------ Given text ------

Seven days of you – Cecelia Vinesse
I was sent this by the folk over at NetGalley and I was super excited because TOKYO. I love all things Japanese. Like, hand me something Kawaii and I am all over it. I love anime, I love the snacks, I love it all so when I saw that this was a book about a girl leaving Tokyo I was like sign me the frick up.
Sophia has seven days left in Tokyo before she moves back to the States. Seven days to say good-bye to the electric city, her wild best friend, and the boy she’s harbored a semi-secret crush on for years. Seven perfect days…until Jamie Foster-Collins moves back to Japan and ruins everything.
Jamie and Sophia have a history of heartbreak, and the last thing Sophia wants is for him to steal her leaving thunder with his stupid arriving thunder. Yet as the week counts down, the relationships she thought were stable begin to explode around her. And Jamie is the one who helps her pick up the pieces. Sophia is forced to admit she may have misjudged Jamie, but can their seven short days of Tokyo adventures end in anything but good-bye?
Ok. Where to start?
So, while there were a few things about this that made me roll my eyes, this was essentially a cute, teenage, angsty romance novel. If those are up your street, stick around because this is out at the beginning of March and you might want to know a little more about it.
Let’s get the bad out of the way first shall we?

------

## Task requirements
In the book review, take the passage between "Sophia has seven" and "anything but good-bye?", inclusive, and write it out with "thunder" replaced by "spotlight".

------ Provided records ------

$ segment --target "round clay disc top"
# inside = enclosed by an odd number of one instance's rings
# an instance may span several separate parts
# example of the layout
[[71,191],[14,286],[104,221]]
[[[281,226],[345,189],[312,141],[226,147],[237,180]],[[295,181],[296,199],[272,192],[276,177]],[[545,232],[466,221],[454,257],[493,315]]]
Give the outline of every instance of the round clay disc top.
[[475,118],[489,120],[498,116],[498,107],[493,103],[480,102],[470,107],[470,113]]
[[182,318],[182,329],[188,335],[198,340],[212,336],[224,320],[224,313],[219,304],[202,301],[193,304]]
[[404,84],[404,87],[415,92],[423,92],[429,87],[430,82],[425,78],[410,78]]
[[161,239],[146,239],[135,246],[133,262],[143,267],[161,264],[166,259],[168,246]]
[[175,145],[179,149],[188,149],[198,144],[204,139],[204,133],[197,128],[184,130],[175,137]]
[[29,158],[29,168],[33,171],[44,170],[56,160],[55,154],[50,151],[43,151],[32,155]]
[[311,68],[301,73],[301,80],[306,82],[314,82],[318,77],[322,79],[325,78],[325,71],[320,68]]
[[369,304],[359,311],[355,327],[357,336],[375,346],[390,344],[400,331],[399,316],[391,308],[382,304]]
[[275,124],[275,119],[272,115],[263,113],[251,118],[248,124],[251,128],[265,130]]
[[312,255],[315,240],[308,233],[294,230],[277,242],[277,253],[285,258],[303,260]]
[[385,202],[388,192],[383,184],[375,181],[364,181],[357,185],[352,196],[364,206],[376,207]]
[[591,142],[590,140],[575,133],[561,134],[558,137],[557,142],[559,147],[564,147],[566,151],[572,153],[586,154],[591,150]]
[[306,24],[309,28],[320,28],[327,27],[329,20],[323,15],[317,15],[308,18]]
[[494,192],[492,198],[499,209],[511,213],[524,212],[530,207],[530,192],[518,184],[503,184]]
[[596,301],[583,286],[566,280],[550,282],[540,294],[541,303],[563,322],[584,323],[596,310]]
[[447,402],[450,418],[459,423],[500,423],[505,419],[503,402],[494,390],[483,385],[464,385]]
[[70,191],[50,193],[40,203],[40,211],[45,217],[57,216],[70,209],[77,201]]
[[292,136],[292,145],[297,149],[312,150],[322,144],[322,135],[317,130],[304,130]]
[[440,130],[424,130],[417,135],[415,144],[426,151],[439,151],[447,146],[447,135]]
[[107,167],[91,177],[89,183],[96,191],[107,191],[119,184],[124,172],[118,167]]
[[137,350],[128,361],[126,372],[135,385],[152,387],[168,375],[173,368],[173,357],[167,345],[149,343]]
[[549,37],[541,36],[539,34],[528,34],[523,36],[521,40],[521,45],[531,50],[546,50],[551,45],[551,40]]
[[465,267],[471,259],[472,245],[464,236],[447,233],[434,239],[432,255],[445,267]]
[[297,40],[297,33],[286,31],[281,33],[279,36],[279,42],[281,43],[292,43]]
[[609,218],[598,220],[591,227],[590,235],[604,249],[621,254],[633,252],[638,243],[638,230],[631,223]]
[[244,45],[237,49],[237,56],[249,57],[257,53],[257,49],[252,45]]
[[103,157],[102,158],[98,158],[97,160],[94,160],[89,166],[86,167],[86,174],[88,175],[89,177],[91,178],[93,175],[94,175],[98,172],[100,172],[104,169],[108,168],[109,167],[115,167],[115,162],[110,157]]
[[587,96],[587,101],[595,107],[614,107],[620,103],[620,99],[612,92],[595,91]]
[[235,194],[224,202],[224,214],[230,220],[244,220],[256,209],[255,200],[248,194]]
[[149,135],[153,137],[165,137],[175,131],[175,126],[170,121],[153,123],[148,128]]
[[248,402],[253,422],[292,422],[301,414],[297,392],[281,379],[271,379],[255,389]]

------

## Result
Sophia has seven days left in Tokyo before she moves back to the States. Seven days to say good-bye to the electric city, her wild best friend, and the boy she’s harbored a semi-secret crush on for years. Seven perfect days…until Jamie Foster-Collins moves back to Japan and ruins everything.
Jamie and Sophia have a history of heartbreak, and the last thing Sophia wants is for him to steal her leaving spotlight with his stupid arriving spotlight. Yet as the week counts down, the relationships she thought were stable begin to explode around her. And Jamie is the one who helps her pick up the pieces. Sophia is forced to admit she may have misjudged Jamie, but can their seven short days of Tokyo adventures end in anything but good-bye?